Author: Markus Triska
A linear programming problem consists of a set of (linear) 
constraints, a number of variables and a linear objective function. The 
goal is to assign values to the variables so as to maximize (or 
minimize) the value of the objective function while satisfying all 
constraints.
Many optimization problems can be modeled in this way. Consider 
having a knapsack with fixed capacity C, and a number of items with 
sizes s(i) and values v(i). The goal is to put as many items as possible 
in the knapsack (not exceeding its capacity) while maximizing the sum of 
their values.
As another example, suppose you are given a set of coins with certain 
values, and you are to find the minimum number of coins such that their 
values sum up to a fixed amount. Instances of these problems are solved 
below.
The library(simplex) module provides the following 
predicates:
- assignment(+Cost, 
-Assignment)
- 
Cost is a list of lists representing the quadratic cost 
matrix, where element (i,j) denotes the cost of assigning entity i 
to entity j. An assignment with minimal cost is computed and 
unified with Assignment as a list of lists, representing an 
adjacency matrix.
- constraint(+Constraint, 
+S0, -S)

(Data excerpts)
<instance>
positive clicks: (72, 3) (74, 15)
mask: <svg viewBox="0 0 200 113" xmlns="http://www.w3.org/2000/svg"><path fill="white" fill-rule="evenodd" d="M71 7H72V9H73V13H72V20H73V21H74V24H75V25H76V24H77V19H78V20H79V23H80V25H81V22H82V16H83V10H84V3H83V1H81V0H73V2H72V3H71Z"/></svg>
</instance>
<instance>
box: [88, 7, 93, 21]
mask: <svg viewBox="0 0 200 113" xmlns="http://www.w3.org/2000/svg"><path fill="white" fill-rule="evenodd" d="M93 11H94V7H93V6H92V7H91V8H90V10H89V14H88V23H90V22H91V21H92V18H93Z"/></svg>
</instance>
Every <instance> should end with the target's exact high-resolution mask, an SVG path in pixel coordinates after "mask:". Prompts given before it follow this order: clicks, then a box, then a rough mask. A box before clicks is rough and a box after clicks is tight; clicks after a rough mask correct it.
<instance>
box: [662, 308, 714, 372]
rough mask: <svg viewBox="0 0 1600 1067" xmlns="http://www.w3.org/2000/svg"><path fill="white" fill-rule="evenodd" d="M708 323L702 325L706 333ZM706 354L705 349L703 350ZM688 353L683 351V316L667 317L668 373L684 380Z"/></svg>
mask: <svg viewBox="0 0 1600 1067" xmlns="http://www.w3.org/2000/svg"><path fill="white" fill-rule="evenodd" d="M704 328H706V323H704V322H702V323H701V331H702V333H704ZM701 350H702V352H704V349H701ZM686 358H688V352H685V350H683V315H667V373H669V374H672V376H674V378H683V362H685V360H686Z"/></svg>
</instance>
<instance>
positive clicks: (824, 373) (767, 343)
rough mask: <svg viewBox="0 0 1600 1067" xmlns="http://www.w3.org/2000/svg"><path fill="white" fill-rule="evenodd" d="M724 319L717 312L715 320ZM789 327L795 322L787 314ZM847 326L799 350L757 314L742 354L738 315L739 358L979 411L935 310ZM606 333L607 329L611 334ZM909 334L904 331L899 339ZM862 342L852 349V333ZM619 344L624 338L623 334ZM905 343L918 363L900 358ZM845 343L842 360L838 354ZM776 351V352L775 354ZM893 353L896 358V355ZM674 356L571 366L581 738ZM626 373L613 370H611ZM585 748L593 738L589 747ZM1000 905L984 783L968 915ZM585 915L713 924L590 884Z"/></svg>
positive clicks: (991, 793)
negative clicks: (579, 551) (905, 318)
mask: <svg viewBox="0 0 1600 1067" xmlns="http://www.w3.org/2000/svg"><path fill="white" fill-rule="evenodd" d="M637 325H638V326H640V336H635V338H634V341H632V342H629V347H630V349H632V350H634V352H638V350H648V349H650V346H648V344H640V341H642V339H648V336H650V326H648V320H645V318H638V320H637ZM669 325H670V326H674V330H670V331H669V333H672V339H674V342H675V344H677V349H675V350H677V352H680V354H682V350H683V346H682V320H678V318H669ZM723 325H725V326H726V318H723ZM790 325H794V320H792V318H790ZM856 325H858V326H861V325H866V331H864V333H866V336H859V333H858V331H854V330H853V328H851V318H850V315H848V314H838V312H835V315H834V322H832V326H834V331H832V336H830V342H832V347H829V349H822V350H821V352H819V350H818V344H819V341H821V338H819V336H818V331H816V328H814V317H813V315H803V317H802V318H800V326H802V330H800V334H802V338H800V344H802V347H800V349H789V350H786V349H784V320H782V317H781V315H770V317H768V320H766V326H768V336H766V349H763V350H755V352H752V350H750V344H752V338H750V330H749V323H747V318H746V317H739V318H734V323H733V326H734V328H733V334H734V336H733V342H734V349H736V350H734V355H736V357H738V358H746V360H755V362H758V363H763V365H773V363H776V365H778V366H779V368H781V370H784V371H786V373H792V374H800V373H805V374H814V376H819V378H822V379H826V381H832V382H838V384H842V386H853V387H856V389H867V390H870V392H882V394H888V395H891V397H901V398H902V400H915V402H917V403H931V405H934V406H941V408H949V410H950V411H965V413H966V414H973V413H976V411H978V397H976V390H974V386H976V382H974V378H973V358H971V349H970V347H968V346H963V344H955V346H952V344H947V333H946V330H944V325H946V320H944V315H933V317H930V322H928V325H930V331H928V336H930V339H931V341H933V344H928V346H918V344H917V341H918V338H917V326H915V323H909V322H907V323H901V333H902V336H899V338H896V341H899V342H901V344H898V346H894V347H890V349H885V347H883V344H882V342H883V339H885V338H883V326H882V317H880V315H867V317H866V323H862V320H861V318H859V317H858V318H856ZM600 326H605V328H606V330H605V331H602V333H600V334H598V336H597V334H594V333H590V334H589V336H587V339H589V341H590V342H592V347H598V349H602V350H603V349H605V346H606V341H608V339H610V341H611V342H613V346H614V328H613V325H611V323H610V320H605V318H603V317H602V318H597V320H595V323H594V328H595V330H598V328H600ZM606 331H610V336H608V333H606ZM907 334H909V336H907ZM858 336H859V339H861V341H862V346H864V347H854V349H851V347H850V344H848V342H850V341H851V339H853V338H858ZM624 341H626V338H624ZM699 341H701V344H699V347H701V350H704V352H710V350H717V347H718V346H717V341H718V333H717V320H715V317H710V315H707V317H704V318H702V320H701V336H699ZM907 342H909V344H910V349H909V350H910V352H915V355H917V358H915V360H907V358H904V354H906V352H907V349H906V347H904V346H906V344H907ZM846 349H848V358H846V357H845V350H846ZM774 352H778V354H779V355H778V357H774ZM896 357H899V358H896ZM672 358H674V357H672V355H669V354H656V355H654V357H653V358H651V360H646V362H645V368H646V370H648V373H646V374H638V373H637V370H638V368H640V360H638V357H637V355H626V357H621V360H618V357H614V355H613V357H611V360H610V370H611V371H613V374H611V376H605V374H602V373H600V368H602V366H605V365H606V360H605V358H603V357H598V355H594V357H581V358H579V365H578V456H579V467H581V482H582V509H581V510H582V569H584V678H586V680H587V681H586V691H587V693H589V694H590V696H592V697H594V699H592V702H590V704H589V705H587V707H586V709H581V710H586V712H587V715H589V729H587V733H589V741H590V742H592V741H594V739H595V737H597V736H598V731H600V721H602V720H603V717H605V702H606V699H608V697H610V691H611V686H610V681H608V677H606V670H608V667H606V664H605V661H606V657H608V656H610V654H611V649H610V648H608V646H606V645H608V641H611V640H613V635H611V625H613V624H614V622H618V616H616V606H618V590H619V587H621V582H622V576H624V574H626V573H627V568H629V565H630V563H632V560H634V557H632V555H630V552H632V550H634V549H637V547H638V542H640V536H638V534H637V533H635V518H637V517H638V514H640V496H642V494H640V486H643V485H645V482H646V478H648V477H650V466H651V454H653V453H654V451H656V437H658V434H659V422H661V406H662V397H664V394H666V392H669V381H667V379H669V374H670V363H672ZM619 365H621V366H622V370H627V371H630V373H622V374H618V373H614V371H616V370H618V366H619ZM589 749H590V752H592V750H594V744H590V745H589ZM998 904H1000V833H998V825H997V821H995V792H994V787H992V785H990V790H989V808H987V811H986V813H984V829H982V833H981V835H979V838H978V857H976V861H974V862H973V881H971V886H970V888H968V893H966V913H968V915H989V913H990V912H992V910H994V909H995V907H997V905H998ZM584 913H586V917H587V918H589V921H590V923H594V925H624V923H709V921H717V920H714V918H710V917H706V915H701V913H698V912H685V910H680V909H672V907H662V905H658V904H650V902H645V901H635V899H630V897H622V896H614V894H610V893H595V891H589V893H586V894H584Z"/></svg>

Tasks to complete –
[1] Rewrite the paragraph of the linear programming page that begins "Many optimization problems" more briefly, keeping its main facts.
[2] Collect every line of the records that contains the string "positive". Case counts.

Per-task answers –
[1] Many optimization problems can be modeled as linear programs. In one example, a knapsack has fixed capacity C, and a number of items have sizes s(i) and values v(i). The goal is to put as many items as possible into the knapsack without exceeding its capacity while maximizing the sum of their values.

[2]
positive clicks: (72, 3) (74, 15)
positive clicks: (824, 373) (767, 343)
positive clicks: (991, 793)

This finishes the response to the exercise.